## WORK TO DO
Can you copy word for word the lines in the records below, from the line containing "547, row 139." through the line containing "column 247, row 385", including both?

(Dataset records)
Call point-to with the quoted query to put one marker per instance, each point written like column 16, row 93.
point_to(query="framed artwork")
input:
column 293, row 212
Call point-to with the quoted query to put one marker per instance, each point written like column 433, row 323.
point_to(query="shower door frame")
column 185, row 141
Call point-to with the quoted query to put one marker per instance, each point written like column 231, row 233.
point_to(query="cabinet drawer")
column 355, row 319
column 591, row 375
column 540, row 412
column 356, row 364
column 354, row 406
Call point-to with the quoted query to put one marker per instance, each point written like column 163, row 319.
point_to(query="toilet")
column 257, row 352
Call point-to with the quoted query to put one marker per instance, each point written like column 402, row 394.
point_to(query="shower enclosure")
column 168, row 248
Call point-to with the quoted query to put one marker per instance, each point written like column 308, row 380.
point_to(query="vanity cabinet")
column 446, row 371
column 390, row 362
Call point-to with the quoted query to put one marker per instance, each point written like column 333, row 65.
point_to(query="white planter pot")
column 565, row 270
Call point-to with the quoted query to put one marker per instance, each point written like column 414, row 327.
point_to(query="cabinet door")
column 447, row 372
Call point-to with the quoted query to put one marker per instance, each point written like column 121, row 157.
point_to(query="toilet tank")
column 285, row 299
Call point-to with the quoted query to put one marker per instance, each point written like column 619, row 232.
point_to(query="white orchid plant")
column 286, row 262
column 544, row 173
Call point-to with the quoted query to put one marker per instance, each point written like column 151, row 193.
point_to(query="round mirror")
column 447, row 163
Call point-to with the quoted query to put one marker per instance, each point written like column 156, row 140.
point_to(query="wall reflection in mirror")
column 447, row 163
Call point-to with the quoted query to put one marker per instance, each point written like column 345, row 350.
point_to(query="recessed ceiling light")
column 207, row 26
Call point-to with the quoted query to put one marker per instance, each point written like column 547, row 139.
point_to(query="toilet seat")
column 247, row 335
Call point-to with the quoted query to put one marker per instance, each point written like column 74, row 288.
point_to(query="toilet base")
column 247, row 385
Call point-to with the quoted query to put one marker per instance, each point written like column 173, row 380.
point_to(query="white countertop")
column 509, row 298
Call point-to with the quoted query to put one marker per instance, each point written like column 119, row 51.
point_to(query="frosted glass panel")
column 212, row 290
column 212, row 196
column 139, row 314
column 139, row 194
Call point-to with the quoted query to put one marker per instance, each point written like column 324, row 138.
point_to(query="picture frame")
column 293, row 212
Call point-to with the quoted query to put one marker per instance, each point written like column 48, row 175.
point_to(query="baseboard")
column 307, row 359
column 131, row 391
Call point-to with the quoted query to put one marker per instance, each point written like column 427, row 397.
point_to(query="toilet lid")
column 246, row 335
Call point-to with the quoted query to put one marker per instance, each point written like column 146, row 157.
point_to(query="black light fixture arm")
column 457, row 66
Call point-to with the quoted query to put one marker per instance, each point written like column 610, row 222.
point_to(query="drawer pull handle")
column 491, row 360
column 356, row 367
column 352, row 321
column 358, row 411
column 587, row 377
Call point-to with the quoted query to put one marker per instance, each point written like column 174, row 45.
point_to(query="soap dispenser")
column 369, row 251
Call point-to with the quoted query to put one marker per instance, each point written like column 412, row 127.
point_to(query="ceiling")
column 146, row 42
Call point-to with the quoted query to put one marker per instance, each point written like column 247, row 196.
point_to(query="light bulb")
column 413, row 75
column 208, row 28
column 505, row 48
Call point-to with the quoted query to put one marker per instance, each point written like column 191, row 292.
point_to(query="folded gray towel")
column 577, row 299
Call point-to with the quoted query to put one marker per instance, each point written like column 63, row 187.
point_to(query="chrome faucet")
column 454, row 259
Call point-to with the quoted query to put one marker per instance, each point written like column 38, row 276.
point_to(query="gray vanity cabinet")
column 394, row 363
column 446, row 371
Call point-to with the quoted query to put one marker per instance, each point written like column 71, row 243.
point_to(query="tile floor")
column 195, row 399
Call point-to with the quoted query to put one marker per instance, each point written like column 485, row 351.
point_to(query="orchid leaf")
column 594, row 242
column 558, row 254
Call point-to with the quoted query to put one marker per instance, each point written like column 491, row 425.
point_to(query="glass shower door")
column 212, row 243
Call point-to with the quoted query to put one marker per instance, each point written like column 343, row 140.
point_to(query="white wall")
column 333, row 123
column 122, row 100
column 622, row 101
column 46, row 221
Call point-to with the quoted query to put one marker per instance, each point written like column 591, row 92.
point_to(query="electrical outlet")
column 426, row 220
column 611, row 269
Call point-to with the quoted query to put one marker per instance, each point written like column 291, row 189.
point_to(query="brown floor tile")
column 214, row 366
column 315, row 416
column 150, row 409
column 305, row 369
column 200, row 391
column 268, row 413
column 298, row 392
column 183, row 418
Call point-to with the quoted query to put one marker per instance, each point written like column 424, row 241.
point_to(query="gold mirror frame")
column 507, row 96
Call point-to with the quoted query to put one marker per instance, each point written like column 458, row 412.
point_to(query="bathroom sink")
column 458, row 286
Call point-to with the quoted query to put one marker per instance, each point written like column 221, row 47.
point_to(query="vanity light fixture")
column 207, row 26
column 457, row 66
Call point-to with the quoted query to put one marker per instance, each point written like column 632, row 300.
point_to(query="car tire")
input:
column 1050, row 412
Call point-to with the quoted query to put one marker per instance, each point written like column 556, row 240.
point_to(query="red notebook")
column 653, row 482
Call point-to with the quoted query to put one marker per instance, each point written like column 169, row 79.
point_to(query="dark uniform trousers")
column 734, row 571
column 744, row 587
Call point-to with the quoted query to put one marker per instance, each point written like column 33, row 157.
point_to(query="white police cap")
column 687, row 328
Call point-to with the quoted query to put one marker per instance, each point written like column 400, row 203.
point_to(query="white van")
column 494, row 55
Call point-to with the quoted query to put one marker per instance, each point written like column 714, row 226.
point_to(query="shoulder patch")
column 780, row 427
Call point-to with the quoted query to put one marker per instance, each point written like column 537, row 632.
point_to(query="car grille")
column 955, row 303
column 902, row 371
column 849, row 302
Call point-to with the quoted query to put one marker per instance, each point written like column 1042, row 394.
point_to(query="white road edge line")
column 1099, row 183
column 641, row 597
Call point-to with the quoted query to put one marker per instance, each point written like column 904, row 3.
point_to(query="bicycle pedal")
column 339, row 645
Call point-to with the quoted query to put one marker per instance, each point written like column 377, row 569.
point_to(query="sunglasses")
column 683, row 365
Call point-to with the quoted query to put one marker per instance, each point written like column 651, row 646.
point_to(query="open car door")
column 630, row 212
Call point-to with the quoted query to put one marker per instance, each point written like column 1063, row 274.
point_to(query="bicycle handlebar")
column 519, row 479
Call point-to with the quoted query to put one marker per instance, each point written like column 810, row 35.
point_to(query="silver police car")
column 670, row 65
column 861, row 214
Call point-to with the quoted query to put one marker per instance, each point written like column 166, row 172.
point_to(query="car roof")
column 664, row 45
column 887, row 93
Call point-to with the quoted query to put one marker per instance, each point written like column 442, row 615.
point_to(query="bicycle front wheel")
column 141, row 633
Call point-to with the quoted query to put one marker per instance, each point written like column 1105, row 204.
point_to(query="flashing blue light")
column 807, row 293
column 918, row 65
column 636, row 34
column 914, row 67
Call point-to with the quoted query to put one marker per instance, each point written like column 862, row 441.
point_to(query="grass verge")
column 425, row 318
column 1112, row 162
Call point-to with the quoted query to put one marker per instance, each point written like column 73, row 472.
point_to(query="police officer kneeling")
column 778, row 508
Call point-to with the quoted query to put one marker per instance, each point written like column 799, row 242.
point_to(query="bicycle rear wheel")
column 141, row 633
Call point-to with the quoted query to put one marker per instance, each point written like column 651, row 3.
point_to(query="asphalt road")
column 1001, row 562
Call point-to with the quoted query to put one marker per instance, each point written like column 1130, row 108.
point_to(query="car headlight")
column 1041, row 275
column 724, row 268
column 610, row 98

## SOLVED PROBLEM
Call point-to with the quoted query to put one marker per instance, each point written like column 547, row 139.
point_to(query="toilet seat")
column 247, row 335
Call point-to with the quoted query to put one marker per instance, each point written like column 74, row 288.
point_to(query="toilet base")
column 247, row 385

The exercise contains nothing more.